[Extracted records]
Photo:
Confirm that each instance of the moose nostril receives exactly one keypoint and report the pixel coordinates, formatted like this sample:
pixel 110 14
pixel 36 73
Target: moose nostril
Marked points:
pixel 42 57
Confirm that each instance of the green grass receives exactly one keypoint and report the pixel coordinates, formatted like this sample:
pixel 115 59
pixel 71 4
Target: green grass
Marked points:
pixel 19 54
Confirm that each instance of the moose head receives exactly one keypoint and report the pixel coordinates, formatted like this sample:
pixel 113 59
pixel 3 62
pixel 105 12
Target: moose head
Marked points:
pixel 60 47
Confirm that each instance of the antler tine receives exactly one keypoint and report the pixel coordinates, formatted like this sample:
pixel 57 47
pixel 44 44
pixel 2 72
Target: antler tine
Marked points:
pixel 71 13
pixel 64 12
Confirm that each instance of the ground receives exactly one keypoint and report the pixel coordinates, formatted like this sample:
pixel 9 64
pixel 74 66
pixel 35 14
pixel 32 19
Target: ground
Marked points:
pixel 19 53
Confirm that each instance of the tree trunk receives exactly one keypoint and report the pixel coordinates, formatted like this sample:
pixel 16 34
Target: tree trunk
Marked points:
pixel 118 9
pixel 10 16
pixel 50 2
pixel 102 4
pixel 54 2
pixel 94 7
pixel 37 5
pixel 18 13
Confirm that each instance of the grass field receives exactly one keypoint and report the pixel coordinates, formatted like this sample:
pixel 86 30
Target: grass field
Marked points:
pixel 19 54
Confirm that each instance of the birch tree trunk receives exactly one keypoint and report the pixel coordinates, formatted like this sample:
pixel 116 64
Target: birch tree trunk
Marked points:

- Work required
Please write out all of the items above word for word, changing nothing.

- Solution to this task
Photo:
Confirm that each instance of the moose nostril receives exactly one keypoint and report the pixel coordinates, formatted like this sample:
pixel 110 14
pixel 36 73
Target: moose nostril
Marked points:
pixel 42 57
Confirm that each instance of the green grass receives exactly one keypoint and report the pixel coordinates, formatted like this sample:
pixel 115 59
pixel 71 4
Target: green grass
Marked points:
pixel 19 54
Confirm that each instance of the moose head receives exactly one keypoint and report the pixel coordinates, formatted like this sample:
pixel 113 59
pixel 3 62
pixel 105 12
Target: moose head
Marked points:
pixel 60 47
Confirm that each instance of the antler tine receives exactly one keypoint and report the pixel coordinates, formatted like this sample:
pixel 57 47
pixel 44 44
pixel 2 72
Target: antler tine
Marked points:
pixel 71 13
pixel 64 12
Confirm that each instance of the ground receives exactly one keypoint and report the pixel coordinates, formatted like this sample:
pixel 9 64
pixel 74 66
pixel 35 14
pixel 32 19
Target: ground
Marked points:
pixel 19 53
Confirm that each instance of the tree trunk receives exactly one keypoint and report the pixel coordinates, formatted like this sample:
pixel 16 34
Target: tree trunk
Marked points:
pixel 118 9
pixel 10 16
pixel 50 2
pixel 102 4
pixel 54 2
pixel 94 7
pixel 37 5
pixel 18 13
Confirm that each instance of the grass field receives exactly one keypoint and report the pixel coordinates, formatted like this sample:
pixel 86 30
Target: grass field
Marked points:
pixel 19 54
Confirm that each instance of the birch tree trunk receives exactly one keypoint and report the pixel coordinates, formatted like this sample:
pixel 116 64
Target: birch tree trunk
Marked points:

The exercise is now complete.